BEGIN Information
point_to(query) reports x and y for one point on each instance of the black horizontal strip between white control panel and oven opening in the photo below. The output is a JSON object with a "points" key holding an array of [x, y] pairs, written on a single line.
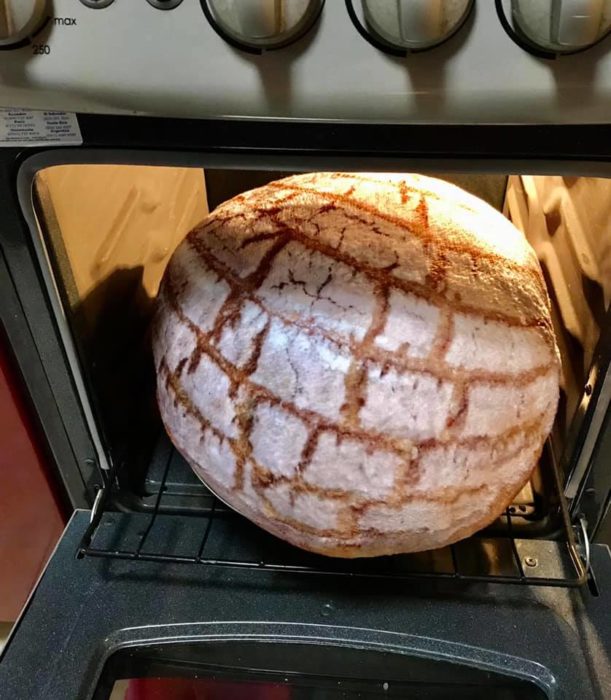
{"points": [[315, 138]]}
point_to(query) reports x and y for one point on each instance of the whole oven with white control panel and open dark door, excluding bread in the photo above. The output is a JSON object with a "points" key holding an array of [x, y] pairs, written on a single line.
{"points": [[158, 111]]}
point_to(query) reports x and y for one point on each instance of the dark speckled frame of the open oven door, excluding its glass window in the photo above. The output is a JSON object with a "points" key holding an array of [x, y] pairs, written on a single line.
{"points": [[87, 611]]}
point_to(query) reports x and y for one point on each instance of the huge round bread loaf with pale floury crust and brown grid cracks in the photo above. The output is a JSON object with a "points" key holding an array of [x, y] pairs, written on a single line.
{"points": [[360, 364]]}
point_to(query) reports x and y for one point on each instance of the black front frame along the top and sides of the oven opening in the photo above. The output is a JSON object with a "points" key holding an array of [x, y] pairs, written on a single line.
{"points": [[28, 319]]}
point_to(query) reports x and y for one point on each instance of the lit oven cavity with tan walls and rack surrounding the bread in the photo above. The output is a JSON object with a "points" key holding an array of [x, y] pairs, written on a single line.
{"points": [[105, 233]]}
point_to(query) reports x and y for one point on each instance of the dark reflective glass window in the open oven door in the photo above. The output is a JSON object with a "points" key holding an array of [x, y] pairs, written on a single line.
{"points": [[272, 671]]}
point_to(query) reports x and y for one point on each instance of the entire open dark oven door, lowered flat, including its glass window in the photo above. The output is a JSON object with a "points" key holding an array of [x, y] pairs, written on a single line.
{"points": [[98, 627]]}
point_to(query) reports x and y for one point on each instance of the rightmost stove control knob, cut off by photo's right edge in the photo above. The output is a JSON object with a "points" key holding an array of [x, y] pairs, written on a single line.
{"points": [[562, 26]]}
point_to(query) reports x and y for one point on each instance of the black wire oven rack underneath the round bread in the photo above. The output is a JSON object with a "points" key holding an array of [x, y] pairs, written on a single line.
{"points": [[511, 551]]}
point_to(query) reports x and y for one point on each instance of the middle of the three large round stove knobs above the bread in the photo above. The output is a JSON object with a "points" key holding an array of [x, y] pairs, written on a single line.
{"points": [[413, 25]]}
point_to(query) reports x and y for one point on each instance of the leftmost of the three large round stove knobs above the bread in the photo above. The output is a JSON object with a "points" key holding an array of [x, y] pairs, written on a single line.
{"points": [[262, 24]]}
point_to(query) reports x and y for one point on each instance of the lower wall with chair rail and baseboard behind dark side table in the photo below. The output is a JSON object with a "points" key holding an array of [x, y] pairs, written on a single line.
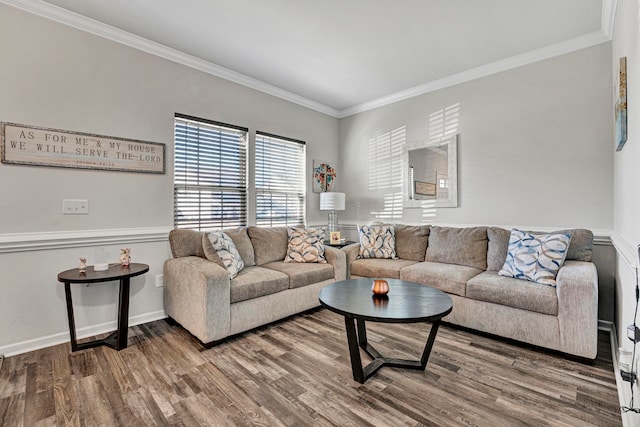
{"points": [[33, 308]]}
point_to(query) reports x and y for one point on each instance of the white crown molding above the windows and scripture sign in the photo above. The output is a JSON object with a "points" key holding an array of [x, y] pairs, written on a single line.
{"points": [[72, 19]]}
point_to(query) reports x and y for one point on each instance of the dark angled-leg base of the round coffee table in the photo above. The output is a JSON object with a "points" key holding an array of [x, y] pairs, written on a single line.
{"points": [[357, 340]]}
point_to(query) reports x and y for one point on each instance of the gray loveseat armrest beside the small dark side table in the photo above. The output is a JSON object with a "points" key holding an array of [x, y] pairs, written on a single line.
{"points": [[197, 294]]}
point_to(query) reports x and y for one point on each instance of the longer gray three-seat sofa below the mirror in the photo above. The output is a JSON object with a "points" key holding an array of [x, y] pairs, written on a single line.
{"points": [[464, 263]]}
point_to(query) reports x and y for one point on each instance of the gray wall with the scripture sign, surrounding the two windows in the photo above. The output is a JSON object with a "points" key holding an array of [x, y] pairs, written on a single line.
{"points": [[60, 77]]}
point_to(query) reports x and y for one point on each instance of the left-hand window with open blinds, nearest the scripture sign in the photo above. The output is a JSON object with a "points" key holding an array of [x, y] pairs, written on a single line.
{"points": [[210, 189]]}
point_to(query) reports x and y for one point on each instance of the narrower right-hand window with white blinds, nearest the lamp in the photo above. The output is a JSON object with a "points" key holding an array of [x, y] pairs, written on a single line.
{"points": [[280, 184]]}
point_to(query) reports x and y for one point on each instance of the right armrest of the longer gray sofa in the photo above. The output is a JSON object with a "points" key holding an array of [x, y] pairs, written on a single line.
{"points": [[577, 290]]}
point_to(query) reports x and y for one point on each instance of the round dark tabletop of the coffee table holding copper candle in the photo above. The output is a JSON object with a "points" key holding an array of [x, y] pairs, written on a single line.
{"points": [[406, 302]]}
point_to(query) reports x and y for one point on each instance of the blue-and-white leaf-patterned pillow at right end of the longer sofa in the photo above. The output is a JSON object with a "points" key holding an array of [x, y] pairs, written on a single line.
{"points": [[535, 257]]}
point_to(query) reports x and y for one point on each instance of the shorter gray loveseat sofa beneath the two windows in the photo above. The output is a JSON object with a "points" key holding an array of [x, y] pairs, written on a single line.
{"points": [[200, 296]]}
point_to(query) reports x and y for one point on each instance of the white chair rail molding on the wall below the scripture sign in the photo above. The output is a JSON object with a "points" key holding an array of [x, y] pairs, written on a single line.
{"points": [[38, 241]]}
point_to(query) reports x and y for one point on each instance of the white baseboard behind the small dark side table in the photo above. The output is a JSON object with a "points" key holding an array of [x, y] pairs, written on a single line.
{"points": [[88, 331]]}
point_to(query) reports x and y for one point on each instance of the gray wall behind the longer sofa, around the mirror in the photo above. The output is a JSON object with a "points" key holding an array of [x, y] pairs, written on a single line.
{"points": [[534, 151]]}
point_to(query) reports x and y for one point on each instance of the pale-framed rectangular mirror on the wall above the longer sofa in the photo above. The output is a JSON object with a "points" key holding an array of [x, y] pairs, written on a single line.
{"points": [[431, 173]]}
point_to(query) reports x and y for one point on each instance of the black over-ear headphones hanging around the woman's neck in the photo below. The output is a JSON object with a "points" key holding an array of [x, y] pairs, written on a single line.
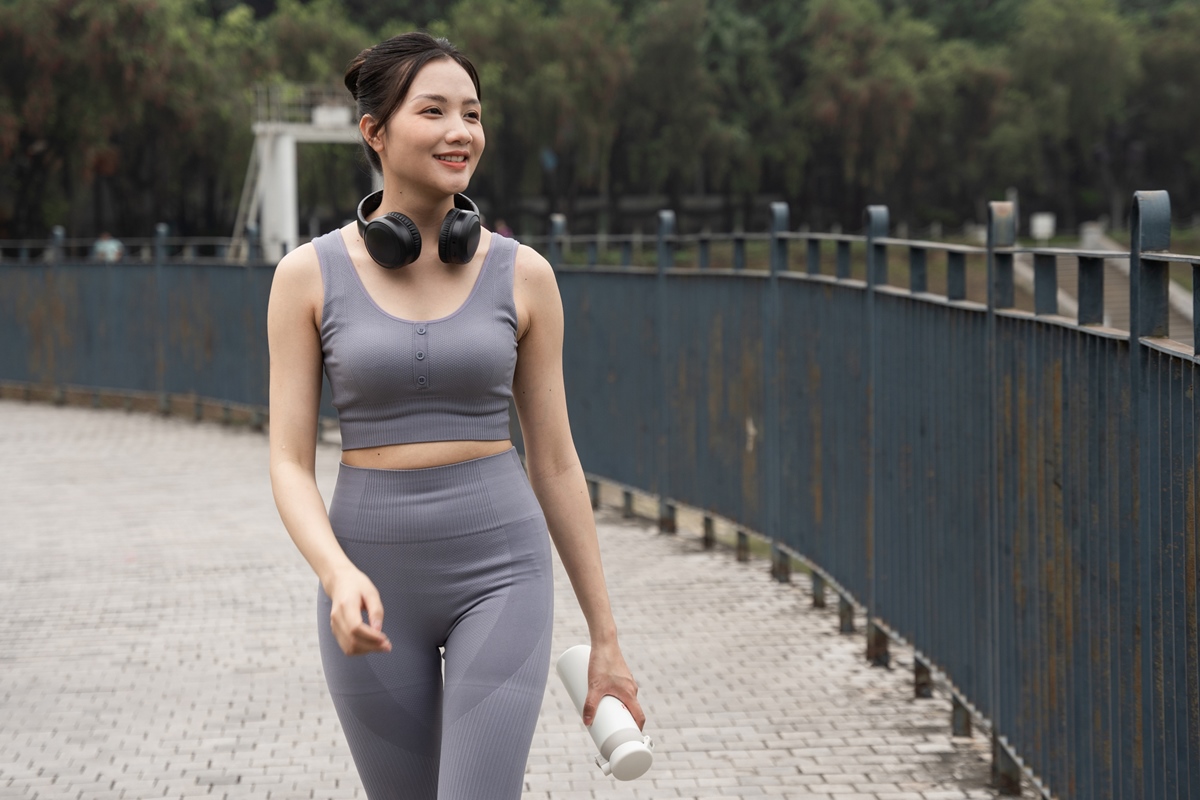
{"points": [[393, 240]]}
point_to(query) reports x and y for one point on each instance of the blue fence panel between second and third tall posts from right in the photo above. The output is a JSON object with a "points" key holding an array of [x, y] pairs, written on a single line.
{"points": [[933, 456]]}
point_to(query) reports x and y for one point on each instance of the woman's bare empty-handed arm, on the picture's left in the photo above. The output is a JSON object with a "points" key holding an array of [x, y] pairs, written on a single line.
{"points": [[295, 344]]}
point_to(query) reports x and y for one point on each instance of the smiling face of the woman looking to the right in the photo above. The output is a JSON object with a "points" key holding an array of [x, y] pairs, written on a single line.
{"points": [[436, 137]]}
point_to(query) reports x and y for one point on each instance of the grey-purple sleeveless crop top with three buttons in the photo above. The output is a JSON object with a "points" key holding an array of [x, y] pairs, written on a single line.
{"points": [[397, 381]]}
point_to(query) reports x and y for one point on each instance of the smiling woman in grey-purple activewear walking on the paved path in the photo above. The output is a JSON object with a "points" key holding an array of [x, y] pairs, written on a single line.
{"points": [[433, 519]]}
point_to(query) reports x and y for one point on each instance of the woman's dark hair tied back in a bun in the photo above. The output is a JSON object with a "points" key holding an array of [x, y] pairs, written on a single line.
{"points": [[380, 77]]}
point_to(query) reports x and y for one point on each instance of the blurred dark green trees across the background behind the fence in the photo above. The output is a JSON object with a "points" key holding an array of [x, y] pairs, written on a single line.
{"points": [[117, 115]]}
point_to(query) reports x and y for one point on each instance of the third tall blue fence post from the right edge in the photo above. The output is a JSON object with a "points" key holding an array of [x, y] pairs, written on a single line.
{"points": [[877, 275]]}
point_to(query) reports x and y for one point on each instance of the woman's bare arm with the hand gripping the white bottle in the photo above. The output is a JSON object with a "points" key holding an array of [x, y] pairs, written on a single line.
{"points": [[557, 477]]}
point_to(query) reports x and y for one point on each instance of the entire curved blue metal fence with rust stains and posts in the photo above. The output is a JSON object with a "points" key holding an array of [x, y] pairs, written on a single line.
{"points": [[1012, 492]]}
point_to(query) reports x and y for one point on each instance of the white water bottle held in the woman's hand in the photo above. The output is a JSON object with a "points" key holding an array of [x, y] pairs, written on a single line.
{"points": [[625, 753]]}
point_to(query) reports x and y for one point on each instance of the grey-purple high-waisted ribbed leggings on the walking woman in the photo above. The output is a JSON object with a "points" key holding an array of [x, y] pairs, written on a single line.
{"points": [[461, 558]]}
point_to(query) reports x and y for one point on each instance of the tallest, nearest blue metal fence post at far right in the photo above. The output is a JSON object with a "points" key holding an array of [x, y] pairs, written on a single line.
{"points": [[1150, 230]]}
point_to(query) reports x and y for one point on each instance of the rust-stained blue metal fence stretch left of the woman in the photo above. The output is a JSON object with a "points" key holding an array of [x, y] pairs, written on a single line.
{"points": [[178, 329]]}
END Information
• **Work item**
Retype the lines beginning at the one containing "the grey-purple high-waisted" and ending at the final line of the material, both included.

• **Result of the task**
point_to(query) reports x and y for one point on each instance of the grey-purple high-waisted ribbed leggings on the walking woman in the photo above. The output is a JSON object with a "points" key holding an array of [x, y] pairs, written on a single line.
{"points": [[461, 558]]}
point_to(query) reports x and y for one point on each instance of the tallest, nearest blue metal fence post at far right in the photo above. The output is a JSON object with a "points" key holding an array of [x, y] pairs, written on a single line.
{"points": [[1150, 230]]}
point_to(query) reports x and y for one point on each instance of the rust-stained blue metal fence stretch left of the woman in the photo above. The output is a JSON object with a "points" key holding an array of [x, y] pairs, written on a single line.
{"points": [[178, 329]]}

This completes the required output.